** Start of MATERIAL **

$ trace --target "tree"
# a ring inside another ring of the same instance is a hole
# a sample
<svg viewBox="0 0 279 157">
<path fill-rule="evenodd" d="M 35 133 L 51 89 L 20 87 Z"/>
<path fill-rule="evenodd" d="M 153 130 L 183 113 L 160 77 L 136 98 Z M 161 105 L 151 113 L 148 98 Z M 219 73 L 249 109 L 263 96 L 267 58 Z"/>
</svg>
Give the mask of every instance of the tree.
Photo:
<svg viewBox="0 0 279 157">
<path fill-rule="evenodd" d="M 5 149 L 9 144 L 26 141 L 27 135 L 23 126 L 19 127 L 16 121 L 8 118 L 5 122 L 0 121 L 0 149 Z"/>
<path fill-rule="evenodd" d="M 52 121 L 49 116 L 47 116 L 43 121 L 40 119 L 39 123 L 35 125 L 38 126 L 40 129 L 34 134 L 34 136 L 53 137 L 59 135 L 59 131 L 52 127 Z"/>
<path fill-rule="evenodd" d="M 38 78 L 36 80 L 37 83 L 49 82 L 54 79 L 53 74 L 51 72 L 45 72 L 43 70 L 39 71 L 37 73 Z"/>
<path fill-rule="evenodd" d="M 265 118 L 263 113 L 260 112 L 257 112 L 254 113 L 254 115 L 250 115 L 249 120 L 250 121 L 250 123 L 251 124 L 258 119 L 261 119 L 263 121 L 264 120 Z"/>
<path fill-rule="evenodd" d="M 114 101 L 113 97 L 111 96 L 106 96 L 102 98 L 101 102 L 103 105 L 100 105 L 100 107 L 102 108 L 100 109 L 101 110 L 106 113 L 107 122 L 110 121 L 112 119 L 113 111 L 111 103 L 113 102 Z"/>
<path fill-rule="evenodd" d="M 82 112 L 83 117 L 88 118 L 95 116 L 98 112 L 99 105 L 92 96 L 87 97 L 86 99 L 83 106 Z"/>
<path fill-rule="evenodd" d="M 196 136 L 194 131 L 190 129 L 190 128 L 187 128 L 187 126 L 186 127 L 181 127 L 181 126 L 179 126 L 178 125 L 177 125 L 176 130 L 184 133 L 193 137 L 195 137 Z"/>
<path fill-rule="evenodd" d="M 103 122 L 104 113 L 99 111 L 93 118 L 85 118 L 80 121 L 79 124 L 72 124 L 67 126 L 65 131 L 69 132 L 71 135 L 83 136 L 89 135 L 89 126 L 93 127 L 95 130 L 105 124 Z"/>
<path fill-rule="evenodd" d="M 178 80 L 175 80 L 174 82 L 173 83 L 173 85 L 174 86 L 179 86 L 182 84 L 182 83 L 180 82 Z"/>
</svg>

** End of MATERIAL **

## THE REQUEST
Reproduce all of the items above, swapping "tree" for "bush" everywhere it appears and leaving everything else unchanged.

## EXERCISE ANSWER
$ trace --target "bush"
# a ring inside another ring of the same instance is a hole
# a sample
<svg viewBox="0 0 279 157">
<path fill-rule="evenodd" d="M 35 133 L 51 89 L 20 87 Z"/>
<path fill-rule="evenodd" d="M 153 130 L 183 113 L 160 77 L 136 98 Z M 161 105 L 151 113 L 148 98 Z M 219 73 L 249 109 L 263 96 L 267 58 Z"/>
</svg>
Give the mask of every instance of the bush.
Photo:
<svg viewBox="0 0 279 157">
<path fill-rule="evenodd" d="M 5 149 L 9 144 L 26 141 L 27 135 L 23 126 L 19 127 L 16 121 L 8 118 L 5 122 L 0 121 L 0 149 Z"/>
<path fill-rule="evenodd" d="M 52 121 L 49 116 L 47 116 L 43 121 L 40 119 L 39 123 L 35 125 L 38 126 L 40 129 L 34 134 L 34 136 L 53 137 L 59 135 L 59 131 L 52 127 Z"/>
<path fill-rule="evenodd" d="M 38 78 L 36 80 L 37 83 L 49 82 L 54 79 L 53 74 L 51 72 L 45 72 L 43 70 L 39 71 L 37 73 Z"/>
<path fill-rule="evenodd" d="M 265 118 L 263 113 L 260 112 L 257 112 L 254 113 L 254 115 L 250 115 L 249 120 L 250 121 L 250 123 L 251 124 L 258 119 L 261 119 L 263 121 L 264 120 Z"/>
<path fill-rule="evenodd" d="M 114 101 L 113 97 L 111 96 L 106 96 L 102 98 L 101 102 L 103 105 L 100 105 L 100 107 L 102 108 L 100 109 L 101 110 L 106 113 L 107 122 L 110 121 L 112 119 L 113 111 L 111 103 L 113 102 Z"/>
<path fill-rule="evenodd" d="M 82 112 L 83 117 L 88 118 L 95 116 L 98 112 L 99 105 L 92 96 L 87 97 L 86 99 L 83 106 Z"/>
<path fill-rule="evenodd" d="M 196 136 L 194 131 L 190 129 L 190 128 L 187 128 L 187 126 L 186 127 L 181 127 L 181 126 L 179 126 L 178 125 L 177 125 L 176 130 L 184 133 L 193 137 L 195 137 Z"/>
<path fill-rule="evenodd" d="M 103 122 L 104 113 L 99 111 L 93 118 L 85 118 L 80 121 L 79 124 L 72 124 L 67 126 L 65 131 L 69 132 L 71 135 L 83 136 L 89 135 L 89 126 L 93 127 L 95 130 L 105 124 Z"/>
<path fill-rule="evenodd" d="M 178 80 L 175 80 L 174 82 L 173 83 L 173 85 L 174 86 L 179 86 L 182 84 L 182 83 L 180 82 Z"/>
</svg>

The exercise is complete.